REQUIRED TASK
According to the passage on KAISER, where must the trampoline function be mapped?

PASSAGE TO READ
▬▬▬▬▬▬▬▬▬▬
Still, KAISER is the best short-time solution currently available and should therefore be deployed on all systems immediately. Even with Meltdown, KAISER can avoid having any kernel pointers on memory locations that are mapped in the user space which would leak information about the randomized offsets. This would require trampoline locations for every kernel pointer, i.e., the interrupt handler would not call into kernel code directly, but through a trampoline function. The trampoline function must only be mapped in the kernel. It must be randomized with a different offset than the remaining kernel. Consequently, an attacker can only leak pointers to the trampoline code, but not the randomized offsets of the remaining kernel. Such trampoline code is required for every kernel memory that still has to be mapped in user space and contains kernel addresses. This approach is a trade-off between performance and security which has to be assessed in future work.

不过,KAISER仍是目前可用的最佳临时解决方案,因此应立即部署在所有系统上。即使在熔断攻击的情况下,KAISER也可以保证映射在可能泄露有关随机偏移量信息的用户空间上的内存地址上不会持有任何内核指针。这将需要每个内核指针的跳板地址,即中断处理程序不会直接调用内核代码,而是通过跳板访问。跳板功能必须只能在内核中映射。它必须以不同于其余内核的偏移来随机化。因此,攻击者只能泄漏指向跳板代码的指针,而不能泄露剩余内核的随机偏移量。每个内核内存都需要使用这种跳板代码,这些代码仍然需要映射到用户空间并包含内核地址。但这是性能和安全性之间的折衷,必须在未来的工作中持续进行评估。
▬▬▬▬▬▬▬▬▬▬
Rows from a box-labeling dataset
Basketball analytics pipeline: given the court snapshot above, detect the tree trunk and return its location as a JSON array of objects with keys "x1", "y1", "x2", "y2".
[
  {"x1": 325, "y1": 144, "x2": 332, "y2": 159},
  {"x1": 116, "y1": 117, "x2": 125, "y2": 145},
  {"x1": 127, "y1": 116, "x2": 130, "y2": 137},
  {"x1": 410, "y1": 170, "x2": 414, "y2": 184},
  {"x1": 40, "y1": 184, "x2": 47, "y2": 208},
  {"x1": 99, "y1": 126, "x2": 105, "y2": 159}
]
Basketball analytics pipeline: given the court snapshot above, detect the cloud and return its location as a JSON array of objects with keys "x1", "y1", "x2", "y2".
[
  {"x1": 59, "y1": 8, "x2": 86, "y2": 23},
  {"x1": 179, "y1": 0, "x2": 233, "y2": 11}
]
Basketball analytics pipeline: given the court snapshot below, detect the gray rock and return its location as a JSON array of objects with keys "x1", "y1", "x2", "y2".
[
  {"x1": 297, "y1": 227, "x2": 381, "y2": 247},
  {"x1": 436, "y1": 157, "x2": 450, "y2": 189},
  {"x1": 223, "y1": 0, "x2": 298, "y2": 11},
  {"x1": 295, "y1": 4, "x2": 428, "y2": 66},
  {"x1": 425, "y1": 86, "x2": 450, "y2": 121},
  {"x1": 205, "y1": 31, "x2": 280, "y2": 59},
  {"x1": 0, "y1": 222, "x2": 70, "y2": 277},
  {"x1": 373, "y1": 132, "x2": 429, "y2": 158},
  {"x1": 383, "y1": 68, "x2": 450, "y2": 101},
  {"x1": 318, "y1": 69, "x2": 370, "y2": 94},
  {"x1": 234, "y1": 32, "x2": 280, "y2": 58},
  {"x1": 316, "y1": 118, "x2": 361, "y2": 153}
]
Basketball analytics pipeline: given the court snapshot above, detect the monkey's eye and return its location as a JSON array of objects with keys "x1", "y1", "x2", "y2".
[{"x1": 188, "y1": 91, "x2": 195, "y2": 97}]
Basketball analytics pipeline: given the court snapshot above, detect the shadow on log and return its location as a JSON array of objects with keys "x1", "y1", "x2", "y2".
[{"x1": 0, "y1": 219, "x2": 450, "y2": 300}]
▬▬▬▬▬▬▬▬▬▬
SOLUTION FOR THIS EXERCISE
Only in the kernel.